Die SPD hat die Landtagswahl gewonnen – aber die rot-grüne Regierung hat keine Mehrheit mehr. Mit dieser Erkenntnis endet ein spannender Wahlabend in Niedersachsen. Wer künftig regiert, ist offen. Von Daniel Pokraka

Über dieses Thema berichtet: BR24 Infoblock am .

Die Niedersachsen sind mit ihrem Ministerpräsidenten und ihrer Regierung vergleichsweise zufrieden – und mehr als die Hälfte von ihnen will, dass die SPD auch künftig den Regierungschef stellt. Stephan Weil liegt in allen Persönlichkeitswerten vor seinem CDU-Konkurrenten Bernd Althusmann: Er gilt als bürgernäher (55:17 Prozent), sympathischer (52:25), glaubwürdiger (43:27), führungsstärker (41:29) und versteht in den Augen der Bürger auch mehr von Wirtschaft (34:30). Dazu kommt, dass Weil bei den SPD-Wählern besser ankommt als Parteichef Martin Schulz. Den Zahlen von Infratest dimap zufolge sagen 69 Prozent der SPD-Wähler, Weil sei für sie glaubwürdiger gewesen als Schulz bei der Bundestagswahl. 31 Prozent geben sogar an, sie hätten die SPD wegen Stephan Weil gewählt.

Warum hat die CDU verloren hat

Vor einem Vierteljahr in Nordrhein-Westfalen konnte die CDU die SPD mit dem klassischen Landesthema Schul- und Bildungspolitik angreifen – diesmal hat das nicht geklappt. Zwei Drittel der Niedersachsen (67 Prozent) machen sowohl die SPD als auch die CDU für die Probleme in den Schulen verantwortlich. Es war nämlich CDU-Spitzenkandidat Bernd Althusmann höchstpersönlich, der bis 2013 Kultusminister war. Althusmann konnte dem SPD-Ministerpräsidenten Weil weder persönlich noch inhaltlich gefährlich werden. Die Niedersachsen trauen der CDU zwar beim Kampf gegen Kriminalität und Terror mehr zu als der SPD, insgesamt sind die Kompetenzwerte der Union aber gesunken. Dass die Bürger mit CDU-Chefin Angela Merkel deutlich zufriedener sind als mit dem SPD-Vorsitzenden Martin Schulz, wirkte sich dagegen weniger aus.

Warum Grüne und FDP so deutlich verloren haben

Beide Parteien hatten vor viereinhalb Jahren außergewöhnlich gute Ergebnisse. Die FDP bekam viele Stimmen von ehemaligen CDU-Wählern, die die damalige schwarz-gelbe Regierung im Amt halten wollten – und die Grünen profitierten noch stärker vom Thema Atomkraft. FDP und Grüne wurden also diesmal eher auf Normalmaß gestutzt. Ihre Kompetenzwerte in vielen Politikbereichen sind heute eher besser als vor der zurückliegenden Wahl – und eine Mehrheit der Wähler will die Grünen (68 Prozent) und die FDP (53 Prozent) an der Regierung sehen.

------------------------

Anweisung 1
Schreiben Sie aus dem Textauszug zur Landtagswahl in Niedersachsen den Abschnitt ab, der mit „Über dieses Thema“ beginnt und mit „Stephan Weil gewählt.“ endet.
Anweisung 2
Knüpfen Sie an den letzten Satz des Textauszugs zur Landtagswahl in Niedersachsen an und führen Sie ihn weiter.

Datensatzeinträge

------------------------

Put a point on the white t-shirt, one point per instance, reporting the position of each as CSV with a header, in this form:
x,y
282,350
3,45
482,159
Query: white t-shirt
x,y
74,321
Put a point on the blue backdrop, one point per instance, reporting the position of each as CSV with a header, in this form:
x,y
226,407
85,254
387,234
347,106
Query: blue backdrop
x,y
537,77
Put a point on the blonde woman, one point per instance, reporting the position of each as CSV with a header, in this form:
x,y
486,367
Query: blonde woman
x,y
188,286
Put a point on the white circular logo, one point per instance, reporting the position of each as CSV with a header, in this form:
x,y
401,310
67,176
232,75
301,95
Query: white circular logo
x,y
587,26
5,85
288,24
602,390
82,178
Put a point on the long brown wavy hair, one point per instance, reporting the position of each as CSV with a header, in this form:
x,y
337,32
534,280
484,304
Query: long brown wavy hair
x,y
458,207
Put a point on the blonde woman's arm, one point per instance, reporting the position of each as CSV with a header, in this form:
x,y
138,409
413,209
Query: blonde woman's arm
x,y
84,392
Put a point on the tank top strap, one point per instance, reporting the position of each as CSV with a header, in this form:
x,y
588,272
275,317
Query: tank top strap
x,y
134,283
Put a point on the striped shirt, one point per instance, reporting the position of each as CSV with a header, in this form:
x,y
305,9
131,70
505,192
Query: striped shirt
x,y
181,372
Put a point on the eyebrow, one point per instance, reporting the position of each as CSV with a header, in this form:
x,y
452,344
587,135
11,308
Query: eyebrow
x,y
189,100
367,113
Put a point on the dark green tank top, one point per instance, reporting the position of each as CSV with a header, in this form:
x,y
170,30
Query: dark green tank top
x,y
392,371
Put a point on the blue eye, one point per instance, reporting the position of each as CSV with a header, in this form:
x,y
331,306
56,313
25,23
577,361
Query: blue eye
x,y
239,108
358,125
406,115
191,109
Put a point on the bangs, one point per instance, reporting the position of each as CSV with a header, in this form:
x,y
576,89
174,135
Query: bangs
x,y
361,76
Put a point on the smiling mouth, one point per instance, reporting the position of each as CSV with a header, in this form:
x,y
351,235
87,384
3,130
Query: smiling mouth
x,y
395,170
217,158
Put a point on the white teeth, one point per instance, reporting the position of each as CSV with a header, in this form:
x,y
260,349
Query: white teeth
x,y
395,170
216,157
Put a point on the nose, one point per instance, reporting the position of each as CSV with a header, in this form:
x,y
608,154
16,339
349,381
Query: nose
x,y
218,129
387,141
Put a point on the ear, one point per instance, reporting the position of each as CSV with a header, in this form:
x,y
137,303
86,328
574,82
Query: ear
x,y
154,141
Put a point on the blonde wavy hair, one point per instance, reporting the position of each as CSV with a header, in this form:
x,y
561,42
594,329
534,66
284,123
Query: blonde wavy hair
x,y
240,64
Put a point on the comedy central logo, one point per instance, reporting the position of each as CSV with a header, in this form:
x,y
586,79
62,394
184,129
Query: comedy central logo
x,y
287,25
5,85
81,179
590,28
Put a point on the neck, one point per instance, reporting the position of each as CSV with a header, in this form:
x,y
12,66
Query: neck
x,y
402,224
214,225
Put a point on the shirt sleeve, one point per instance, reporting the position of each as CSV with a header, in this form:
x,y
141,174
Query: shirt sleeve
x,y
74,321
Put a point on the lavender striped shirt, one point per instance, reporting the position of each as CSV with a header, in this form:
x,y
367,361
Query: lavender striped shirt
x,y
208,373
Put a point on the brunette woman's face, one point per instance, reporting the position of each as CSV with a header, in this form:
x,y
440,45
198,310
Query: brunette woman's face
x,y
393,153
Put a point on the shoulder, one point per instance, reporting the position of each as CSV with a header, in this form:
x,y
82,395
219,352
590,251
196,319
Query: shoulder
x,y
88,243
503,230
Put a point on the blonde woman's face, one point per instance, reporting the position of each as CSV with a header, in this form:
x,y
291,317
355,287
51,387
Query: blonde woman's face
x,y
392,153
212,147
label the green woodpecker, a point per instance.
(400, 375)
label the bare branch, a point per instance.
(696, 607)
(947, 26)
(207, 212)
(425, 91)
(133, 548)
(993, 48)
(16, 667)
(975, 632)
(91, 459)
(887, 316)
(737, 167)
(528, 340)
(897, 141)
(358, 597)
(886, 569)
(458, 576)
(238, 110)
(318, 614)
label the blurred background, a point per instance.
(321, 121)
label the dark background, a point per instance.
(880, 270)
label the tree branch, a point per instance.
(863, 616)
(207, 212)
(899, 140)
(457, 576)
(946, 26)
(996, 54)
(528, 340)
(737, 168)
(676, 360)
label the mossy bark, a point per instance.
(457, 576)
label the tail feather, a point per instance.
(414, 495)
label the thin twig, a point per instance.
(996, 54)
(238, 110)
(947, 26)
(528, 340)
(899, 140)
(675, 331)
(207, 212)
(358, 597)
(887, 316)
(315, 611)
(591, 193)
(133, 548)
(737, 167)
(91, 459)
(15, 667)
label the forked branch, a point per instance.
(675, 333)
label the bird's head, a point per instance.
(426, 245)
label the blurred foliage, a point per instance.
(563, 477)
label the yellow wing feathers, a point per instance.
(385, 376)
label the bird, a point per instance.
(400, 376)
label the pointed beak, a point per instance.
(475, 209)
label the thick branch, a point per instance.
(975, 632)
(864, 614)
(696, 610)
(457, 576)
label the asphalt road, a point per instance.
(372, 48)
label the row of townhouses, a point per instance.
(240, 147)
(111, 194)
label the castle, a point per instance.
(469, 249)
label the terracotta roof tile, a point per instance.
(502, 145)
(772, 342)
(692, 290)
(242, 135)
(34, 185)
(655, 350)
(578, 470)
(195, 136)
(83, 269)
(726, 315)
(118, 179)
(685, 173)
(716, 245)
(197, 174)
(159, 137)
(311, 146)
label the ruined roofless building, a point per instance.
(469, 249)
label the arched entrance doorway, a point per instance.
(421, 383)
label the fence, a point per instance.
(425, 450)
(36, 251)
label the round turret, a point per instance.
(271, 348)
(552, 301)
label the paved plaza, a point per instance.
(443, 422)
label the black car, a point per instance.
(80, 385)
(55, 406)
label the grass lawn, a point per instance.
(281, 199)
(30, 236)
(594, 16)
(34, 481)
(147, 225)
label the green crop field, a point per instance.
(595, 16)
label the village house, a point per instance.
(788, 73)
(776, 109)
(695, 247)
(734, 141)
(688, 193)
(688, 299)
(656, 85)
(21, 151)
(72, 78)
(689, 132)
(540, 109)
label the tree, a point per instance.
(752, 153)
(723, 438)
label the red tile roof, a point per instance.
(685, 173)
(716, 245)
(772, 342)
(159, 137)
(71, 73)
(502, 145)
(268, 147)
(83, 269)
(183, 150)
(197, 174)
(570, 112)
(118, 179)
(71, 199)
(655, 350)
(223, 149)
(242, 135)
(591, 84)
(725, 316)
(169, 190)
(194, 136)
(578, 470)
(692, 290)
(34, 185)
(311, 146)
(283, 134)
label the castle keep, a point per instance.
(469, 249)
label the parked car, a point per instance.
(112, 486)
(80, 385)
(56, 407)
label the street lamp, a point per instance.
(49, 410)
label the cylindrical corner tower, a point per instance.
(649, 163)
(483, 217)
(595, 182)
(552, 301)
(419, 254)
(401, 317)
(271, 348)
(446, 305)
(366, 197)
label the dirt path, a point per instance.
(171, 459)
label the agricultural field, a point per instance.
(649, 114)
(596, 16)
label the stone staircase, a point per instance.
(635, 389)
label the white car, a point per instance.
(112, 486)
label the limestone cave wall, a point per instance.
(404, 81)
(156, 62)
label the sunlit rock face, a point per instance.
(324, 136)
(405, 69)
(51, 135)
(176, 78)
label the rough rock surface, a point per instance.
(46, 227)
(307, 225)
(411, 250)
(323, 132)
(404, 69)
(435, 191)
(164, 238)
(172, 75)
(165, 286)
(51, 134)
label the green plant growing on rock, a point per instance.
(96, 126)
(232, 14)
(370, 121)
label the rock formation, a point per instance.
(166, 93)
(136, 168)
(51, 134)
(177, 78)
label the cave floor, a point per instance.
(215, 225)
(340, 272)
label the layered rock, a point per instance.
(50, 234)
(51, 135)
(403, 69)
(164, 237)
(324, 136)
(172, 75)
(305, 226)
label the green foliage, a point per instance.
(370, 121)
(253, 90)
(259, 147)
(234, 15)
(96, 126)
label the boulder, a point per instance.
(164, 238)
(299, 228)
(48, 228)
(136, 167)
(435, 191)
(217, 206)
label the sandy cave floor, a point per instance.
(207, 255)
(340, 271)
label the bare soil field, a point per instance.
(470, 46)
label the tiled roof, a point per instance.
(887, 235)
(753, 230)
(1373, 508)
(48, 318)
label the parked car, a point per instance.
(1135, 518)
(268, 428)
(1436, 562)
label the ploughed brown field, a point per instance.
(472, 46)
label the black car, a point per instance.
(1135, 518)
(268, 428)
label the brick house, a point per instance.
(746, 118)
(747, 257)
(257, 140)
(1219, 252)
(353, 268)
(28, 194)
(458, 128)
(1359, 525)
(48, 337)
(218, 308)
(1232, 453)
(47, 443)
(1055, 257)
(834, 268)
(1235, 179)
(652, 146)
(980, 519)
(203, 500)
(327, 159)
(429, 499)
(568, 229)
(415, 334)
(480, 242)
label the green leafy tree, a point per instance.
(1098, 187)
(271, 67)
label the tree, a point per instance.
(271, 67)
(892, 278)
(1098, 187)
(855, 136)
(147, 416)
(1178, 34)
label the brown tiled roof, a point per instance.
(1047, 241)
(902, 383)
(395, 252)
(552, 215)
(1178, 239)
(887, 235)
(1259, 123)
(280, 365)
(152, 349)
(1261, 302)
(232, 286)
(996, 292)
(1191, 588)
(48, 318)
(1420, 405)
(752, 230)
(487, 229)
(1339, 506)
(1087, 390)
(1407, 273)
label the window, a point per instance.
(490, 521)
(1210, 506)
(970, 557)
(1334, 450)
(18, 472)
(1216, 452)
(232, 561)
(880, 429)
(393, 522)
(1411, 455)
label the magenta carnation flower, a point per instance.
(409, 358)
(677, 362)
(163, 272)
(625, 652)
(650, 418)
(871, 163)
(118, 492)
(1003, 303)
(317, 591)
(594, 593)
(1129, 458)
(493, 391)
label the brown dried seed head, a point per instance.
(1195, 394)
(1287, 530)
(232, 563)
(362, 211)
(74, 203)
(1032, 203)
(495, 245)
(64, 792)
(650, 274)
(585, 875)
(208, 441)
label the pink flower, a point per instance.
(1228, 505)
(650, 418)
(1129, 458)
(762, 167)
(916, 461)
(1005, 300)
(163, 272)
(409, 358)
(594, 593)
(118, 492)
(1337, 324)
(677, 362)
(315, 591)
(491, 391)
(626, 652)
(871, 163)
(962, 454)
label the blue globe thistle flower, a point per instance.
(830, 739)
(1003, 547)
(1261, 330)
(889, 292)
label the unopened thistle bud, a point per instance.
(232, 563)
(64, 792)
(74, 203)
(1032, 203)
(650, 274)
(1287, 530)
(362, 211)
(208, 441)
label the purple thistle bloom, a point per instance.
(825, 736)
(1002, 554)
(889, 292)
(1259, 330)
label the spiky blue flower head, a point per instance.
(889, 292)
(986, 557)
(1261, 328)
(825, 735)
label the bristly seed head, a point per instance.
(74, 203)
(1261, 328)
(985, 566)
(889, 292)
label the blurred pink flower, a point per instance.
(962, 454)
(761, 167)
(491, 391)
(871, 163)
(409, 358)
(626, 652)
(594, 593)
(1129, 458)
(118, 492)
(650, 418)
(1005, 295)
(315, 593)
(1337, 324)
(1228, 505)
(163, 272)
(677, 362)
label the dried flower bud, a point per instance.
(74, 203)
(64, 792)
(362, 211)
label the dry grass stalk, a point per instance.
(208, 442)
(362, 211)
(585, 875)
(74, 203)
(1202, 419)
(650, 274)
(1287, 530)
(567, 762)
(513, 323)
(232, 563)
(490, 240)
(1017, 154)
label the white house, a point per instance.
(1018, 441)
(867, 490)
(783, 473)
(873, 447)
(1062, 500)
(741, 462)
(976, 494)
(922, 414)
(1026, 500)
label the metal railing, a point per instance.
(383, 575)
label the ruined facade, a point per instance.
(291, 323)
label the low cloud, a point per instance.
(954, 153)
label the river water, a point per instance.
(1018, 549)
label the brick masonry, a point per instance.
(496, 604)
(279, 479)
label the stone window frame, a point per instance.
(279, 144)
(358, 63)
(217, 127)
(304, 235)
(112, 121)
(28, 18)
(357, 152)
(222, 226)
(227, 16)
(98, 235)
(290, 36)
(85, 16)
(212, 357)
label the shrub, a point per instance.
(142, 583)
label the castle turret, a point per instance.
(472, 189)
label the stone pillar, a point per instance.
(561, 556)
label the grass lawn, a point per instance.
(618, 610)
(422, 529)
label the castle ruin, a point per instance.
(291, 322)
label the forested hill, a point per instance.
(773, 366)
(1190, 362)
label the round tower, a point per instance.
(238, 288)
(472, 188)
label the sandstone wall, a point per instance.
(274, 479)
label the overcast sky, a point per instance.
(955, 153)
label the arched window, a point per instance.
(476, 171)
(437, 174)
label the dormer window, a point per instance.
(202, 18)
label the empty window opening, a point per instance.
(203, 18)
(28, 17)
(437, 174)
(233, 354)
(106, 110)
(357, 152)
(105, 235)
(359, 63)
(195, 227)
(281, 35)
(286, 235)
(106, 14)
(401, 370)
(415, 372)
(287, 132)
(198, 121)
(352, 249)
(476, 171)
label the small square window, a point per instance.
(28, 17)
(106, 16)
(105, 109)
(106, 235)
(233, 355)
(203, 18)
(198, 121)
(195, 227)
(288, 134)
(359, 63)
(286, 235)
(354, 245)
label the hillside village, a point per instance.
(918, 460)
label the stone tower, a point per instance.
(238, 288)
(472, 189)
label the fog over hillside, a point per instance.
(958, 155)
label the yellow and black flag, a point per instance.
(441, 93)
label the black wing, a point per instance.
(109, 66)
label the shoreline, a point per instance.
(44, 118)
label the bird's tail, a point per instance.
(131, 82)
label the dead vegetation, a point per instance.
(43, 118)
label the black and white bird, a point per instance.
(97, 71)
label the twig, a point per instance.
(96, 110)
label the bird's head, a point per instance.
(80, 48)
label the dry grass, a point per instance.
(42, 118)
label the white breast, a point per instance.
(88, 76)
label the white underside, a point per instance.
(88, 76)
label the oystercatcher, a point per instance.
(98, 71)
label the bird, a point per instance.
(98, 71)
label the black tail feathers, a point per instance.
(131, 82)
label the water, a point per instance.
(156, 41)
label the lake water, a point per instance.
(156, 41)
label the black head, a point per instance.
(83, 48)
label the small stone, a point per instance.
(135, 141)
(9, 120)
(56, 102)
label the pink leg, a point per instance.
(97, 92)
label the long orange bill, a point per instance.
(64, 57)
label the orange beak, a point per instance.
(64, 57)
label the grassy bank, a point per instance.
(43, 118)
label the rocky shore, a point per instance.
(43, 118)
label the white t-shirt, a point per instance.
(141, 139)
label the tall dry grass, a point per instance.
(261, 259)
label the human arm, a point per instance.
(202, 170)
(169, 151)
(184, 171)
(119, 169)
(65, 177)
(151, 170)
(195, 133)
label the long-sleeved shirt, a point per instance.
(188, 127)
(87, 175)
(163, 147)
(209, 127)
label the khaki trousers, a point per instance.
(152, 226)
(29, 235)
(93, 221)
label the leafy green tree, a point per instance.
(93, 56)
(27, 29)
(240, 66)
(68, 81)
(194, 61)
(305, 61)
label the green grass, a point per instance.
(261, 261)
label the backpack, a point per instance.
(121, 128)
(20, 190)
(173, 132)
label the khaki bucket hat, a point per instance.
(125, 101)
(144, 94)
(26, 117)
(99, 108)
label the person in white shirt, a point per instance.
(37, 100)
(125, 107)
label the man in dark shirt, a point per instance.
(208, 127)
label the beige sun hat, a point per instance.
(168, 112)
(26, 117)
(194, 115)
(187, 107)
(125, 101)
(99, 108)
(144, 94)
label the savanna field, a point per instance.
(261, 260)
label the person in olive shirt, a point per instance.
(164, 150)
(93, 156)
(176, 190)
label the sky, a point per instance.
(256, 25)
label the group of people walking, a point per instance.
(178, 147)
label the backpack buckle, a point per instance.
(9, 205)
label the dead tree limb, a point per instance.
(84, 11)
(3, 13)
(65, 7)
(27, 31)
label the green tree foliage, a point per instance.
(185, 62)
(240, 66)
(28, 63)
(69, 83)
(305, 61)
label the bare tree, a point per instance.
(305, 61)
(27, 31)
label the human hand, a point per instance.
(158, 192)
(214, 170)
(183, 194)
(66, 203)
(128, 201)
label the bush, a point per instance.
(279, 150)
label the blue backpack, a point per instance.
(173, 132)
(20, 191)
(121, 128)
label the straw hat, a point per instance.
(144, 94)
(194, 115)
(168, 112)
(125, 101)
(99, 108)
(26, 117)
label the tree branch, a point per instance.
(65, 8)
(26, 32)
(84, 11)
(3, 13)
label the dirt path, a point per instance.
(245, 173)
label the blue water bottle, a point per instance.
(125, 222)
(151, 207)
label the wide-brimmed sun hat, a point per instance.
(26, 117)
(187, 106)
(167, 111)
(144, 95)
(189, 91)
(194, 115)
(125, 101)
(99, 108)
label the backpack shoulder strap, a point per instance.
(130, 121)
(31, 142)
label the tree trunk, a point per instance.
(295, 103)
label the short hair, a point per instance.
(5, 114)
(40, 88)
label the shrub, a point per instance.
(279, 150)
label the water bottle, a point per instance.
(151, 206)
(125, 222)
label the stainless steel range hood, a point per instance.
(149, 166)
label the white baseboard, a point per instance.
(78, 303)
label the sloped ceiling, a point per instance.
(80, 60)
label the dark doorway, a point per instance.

------------------------

Antwort 1
Über dieses Thema berichtet: BR24 Infoblock am .

Die Niedersachsen sind mit ihrem Ministerpräsidenten und ihrer Regierung vergleichsweise zufrieden – und mehr als die Hälfte von ihnen will, dass die SPD auch künftig den Regierungschef stellt. Stephan Weil liegt in allen Persönlichkeitswerten vor seinem CDU-Konkurrenten Bernd Althusmann: Er gilt als bürgernäher (55:17 Prozent), sympathischer (52:25), glaubwürdiger (43:27), führungsstärker (41:29) und versteht in den Augen der Bürger auch mehr von Wirtschaft (34:30). Dazu kommt, dass Weil bei den SPD-Wählern besser ankommt als Parteichef Martin Schulz. Den Zahlen von Infratest dimap zufolge sagen 69 Prozent der SPD-Wähler, Weil sei für sie glaubwürdiger gewesen als Schulz bei der Bundestagswahl. 31 Prozent geben sogar an, sie hätten die SPD wegen Stephan Weil gewählt.

Antwort 2
Warum die AfD schwächer abgeschnitten hat als bei der Bundestagswahl

Der Landesverband ist zerstritten, gegen Landeschef Hampel wurde zwischenzeitlich wegen Betrugsverdacht ermittelt und kurz nach dem Einzug der AfD in den Bundestag verließ die ehemalige Parteichefin Petry vor laufenden Kameras die Fraktion. Die Ausgangslage für die AfD war schwierig und ihre Themen Flüchtlinge und Sicherheit waren im Wahlkampf weniger dominant als bei der Bundestagswahl. Vor diesem Hintergrund erscheint das AfD-Ergebnis in Niedersachsen gar nicht so niedrig; es bewegt sich auf dem Niveau der Landtagswahlen in Schleswig-Holstein im Mai und im Saarland im März.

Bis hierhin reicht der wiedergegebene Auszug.